Такова история установления этого праздника. Многие чудеса, связанные с избавлением верующих от различных напастей, входят в церковный календарь, но только эти три чуда Божией Матери сопровождаются установлением не просто церковного праздника, а праздника, в котором сохраняется особое богослужебное последование — а именно, специальный гимн вставляется в обычное богослужение. Т.е. этот акафист является воспоминанием праздника. Мы видим, что по содержанию этот праздник повторяет праздник Благовещения, тем более, что пятая суббота Великого поста практически всегда близка по времени к Благовещению: те же темы, те же стихиры, которые поются за богослужением, часть которых мы уже сейчас слышали на вечерне. А зачем нам нужен сам этот акафист, сама эта длинная поэма? И вот здесь надо сказать о том, о чем не раз приходится говорить.
+++
• [Задание A]
Выпишите из текста о празднике все предложения, где слово «праздник» встречается в любой форме.
• [Задание B]
Перепишите слово в слово всё, что идет в тексте о празднике от «Такова история установления» до «раз приходится говорить.» включительно.
• [Задание C]
Определите, согласуются ли с текстом о празднике следующие утверждения: (i) по содержанию этот праздник повторяет праздник Благовещения; (ii) особое богослужебное последование сопровождает все чудеса, вошедшие в церковный календарь; (iii) пятая суббота Великого поста обычно далека по времени от Благовещения. На каждое ответьте «да» или «нет» и приведите дословно решающие слова текста.

• [Перечень]
+++
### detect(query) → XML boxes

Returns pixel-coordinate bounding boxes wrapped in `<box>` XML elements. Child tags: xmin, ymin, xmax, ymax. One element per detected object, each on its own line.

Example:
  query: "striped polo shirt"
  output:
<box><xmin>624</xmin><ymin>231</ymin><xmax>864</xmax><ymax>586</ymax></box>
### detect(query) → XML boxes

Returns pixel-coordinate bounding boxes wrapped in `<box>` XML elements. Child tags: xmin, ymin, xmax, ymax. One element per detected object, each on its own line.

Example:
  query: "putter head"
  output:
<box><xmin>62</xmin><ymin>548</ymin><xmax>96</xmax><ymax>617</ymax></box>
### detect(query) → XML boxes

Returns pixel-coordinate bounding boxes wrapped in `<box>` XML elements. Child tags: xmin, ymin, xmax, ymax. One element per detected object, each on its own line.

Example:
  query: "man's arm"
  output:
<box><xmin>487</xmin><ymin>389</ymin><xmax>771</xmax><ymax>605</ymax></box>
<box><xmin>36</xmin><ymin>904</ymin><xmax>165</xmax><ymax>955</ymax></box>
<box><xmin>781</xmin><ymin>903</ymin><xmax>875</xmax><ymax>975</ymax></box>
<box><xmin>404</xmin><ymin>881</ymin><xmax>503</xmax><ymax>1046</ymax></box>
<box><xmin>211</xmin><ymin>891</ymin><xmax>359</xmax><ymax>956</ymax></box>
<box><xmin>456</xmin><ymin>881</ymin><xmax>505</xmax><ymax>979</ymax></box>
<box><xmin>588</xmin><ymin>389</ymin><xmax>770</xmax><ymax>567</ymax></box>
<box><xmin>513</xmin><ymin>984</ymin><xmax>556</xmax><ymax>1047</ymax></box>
+++
• [Полный ответ A]
1. Такова история установления этого праздника.
2. Многие чудеса, связанные с избавлением верующих от различных напастей, входят в церковный календарь, но только эти три чуда Божией Матери сопровождаются установлением не просто церковного праздника, а праздника, в котором сохраняется особое богослужебное последование — а именно, специальный гимн вставляется в обычное богослужение.
3. Т.е. этот акафист является воспоминанием праздника.
4. Мы видим, что по содержанию этот праздник повторяет праздник Благовещения, тем более, что пятая суббота Великого поста практически всегда близка по времени к Благовещению: те же темы, те же стихиры, которые поются за богослужением, часть которых мы уже сейчас слышали на вечерне.

• [Полный ответ B]
Такова история установления этого праздника. Многие чудеса, связанные с избавлением верующих от различных напастей, входят в церковный календарь, но только эти три чуда Божией Матери сопровождаются установлением не просто церковного праздника, а праздника, в котором сохраняется особое богослужебное последование — а именно, специальный гимн вставляется в обычное богослужение. Т.е. этот акафист является воспоминанием праздника. Мы видим, что по содержанию этот праздник повторяет праздник Благовещения, тем более, что пятая суббота Великого поста практически всегда близка по времени к Благовещению: те же темы, те же стихиры, которые поются за богослужением, часть которых мы уже сейчас слышали на вечерне. А зачем нам нужен сам этот акафист, сама эта длинная поэма? И вот здесь надо сказать о том, о чем не раз приходится говорить.

• [Полный ответ C]
(i) Да: «по содержанию этот праздник повторяет праздник Благовещения».
(ii) Нет: «только эти три чуда Божией Матери сопровождаются установлением не просто церковного праздника, а праздника, в котором сохраняется особое богослужебное последование».
(iii) Нет: «пятая суббота Великого поста практически всегда близка по времени к Благовещению».